----- Texte source

Le test nucléaire de la Corée du Nord lundi
dernier a provoqué une importante crise politique au sein de la direction
chinoise, qui se cherche à établir comment elle y répondra. Elle confronte une
grande pression de l’administration Bush pour qu’elle donne son soutien à de
dures sanctions contre la Corée du Nord — un geste qui ne fera qu’approfondir la
divergence qui se développe avec son allié officiel de longue date.
Après que Pyongyang eut annoncé son test
proche la semaine passée, Beijing s’y est opposé avec vigueur et a appuyé une
déclaration du président du Conseil de sécurité de l’ONU qui la condamnait. L’ambassadeur
chinois à l’ONU Wang Guangya a averti à New York que « personne ne
protégerait » la Corée du Nord et qu’elle devra subir de « sérieuses
conséquences » si elle faisait sauter son engin nucléaire.
La menace implicite que la Corée du Nord
perde le soutien de son principal bienfaiteur économique a été soulignée par la
visite du premier ministre japonais Shinzo Abe à Beijing le week-end dernier. Abe
et le président chinois Hu Jintao ont émis une déclaration commune disant que
le test nucléaire était un sujet de préoccupation pour les deux gouvernements.
L’appui de Hu pour Abe, qui exploite depuis
longtemps la « menace » nord-coréenne pour justifier la renaissance
du militarisme japonais, était particulièrement irritant pour Pyongyang. Les
responsables de la Corée du Nord ont dénoncé la Chine pour être « chauvine »
et ont déclaré qu’ils n’avaient pas besoin de la protection de la Chine. Lundi,
la Corée du Nord n’a averti la Chine de l’explosion que 20 minutes avant qu’elle
ait lieu.
Deux heures plus tard, Beijing publiait une
déclaration furieuse pour « s’opposer résolument » au test nucléaire.
Le ministre chinois des Affaires étrangères a condamné la Corée du Nord pour
avoir « ignoré l’opposition universelle de la communauté internationale et
avoir mené de façon flagrante un test nucléaire ». Au même temps, il
appelait pour de la retenue de tous les côtés et pour une résolution négociée
de la crise. Aux Nations unies, l’ambassadeur chinois Wang a appuyé « des
mesures punitives » contre la Corée du Nord, mais s’est opposé à des
éléments clés de la proposition de résolution des Etats-Unis.
La Chine craint que le test puisse être le
déclencheur d’une course aux armements nucléaires dans la région du nord-est de
l’Asie, avec le Japon et même la Corée du Sud qui obtiendront la bombe
atomique. Mercredi, Abe a officiellement répété la politique officielle du
Japon selon laquelle le pays ne voulait pas d’arsenal nucléaire. Mais une discussion
est actuellement en cours dans les cercles dirigeants du Japon sur un
changement de position. Le mois dernier seulement, l’ancien premier ministre
Yasuhiro Nakasone a suggéré que le Japon devrait considérer développer des armes
nucléaires. « Nous sommes actuellement dépendants des armes nucléaires
américaines, mais nous ne savons pas nécessairement comme l’attitude américaine
va évoluer. »

----------

#### Consigne 1
D'après le texte source, combien de temps avant l'explosion la Corée du Nord a-t-elle averti la Chine ?
#### Consigne 2
Dans le texte source, remplacez « Beijing » par « Pékin » et recopiez le passage qui commence par « La menace implicite » et va jusqu'à « au test nucléaire. ».

----- Données fournies

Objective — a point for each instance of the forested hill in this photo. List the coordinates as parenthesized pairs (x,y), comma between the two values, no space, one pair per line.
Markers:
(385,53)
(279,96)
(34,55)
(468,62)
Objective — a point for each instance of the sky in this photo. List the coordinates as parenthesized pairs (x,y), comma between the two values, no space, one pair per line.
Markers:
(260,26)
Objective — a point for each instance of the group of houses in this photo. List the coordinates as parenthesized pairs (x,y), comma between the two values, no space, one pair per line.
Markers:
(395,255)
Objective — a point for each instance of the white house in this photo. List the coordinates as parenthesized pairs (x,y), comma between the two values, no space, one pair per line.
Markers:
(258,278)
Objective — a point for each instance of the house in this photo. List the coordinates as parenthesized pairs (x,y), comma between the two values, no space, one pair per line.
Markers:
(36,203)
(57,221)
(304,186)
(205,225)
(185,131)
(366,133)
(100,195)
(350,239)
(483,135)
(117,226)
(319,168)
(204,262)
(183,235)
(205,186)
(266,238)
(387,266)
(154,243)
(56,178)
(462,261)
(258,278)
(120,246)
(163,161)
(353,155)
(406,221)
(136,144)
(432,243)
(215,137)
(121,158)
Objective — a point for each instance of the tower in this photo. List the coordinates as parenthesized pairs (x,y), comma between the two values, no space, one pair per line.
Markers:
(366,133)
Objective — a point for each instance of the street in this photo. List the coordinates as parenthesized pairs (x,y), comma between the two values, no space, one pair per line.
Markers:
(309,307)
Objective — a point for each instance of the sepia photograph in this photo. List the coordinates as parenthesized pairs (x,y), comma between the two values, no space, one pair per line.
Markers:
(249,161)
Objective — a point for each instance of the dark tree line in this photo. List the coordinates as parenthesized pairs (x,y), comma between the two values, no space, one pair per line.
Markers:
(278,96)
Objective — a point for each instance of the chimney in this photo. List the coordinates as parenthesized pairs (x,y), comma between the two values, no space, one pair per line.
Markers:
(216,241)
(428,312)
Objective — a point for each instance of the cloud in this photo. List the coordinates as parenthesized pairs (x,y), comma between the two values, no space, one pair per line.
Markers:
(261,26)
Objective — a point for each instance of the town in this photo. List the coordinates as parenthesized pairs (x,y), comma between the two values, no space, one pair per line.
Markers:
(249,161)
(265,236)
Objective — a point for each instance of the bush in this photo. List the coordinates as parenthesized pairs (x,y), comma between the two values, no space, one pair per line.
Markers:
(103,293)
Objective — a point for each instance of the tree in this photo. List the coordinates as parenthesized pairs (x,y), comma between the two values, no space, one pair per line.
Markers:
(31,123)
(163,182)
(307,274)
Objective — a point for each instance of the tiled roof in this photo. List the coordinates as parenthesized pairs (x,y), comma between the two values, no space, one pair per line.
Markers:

----------

#### Réponse rédigée 1
La Corée du Nord a averti la Chine 20 minutes avant l'explosion.

#### Réponse rédigée 2
La menace implicite que la Corée du Nord
perde le soutien de son principal bienfaiteur économique a été soulignée par la
visite du premier ministre japonais Shinzo Abe à Pékin le week-end dernier. Abe
et le président chinois Hu Jintao ont émis une déclaration commune disant que
le test nucléaire était un sujet de préoccupation pour les deux gouvernements.
L’appui de Hu pour Abe, qui exploite depuis
longtemps la « menace » nord-coréenne pour justifier la renaissance
du militarisme japonais, était particulièrement irritant pour Pyongyang. Les
responsables de la Corée du Nord ont dénoncé la Chine pour être « chauvine »
et ont déclaré qu’ils n’avaient pas besoin de la protection de la Chine. Lundi,
la Corée du Nord n’a averti la Chine de l’explosion que 20 minutes avant qu’elle
ait lieu.
Deux heures plus tard, Pékin publiait une
déclaration furieuse pour « s’opposer résolument » au test nucléaire.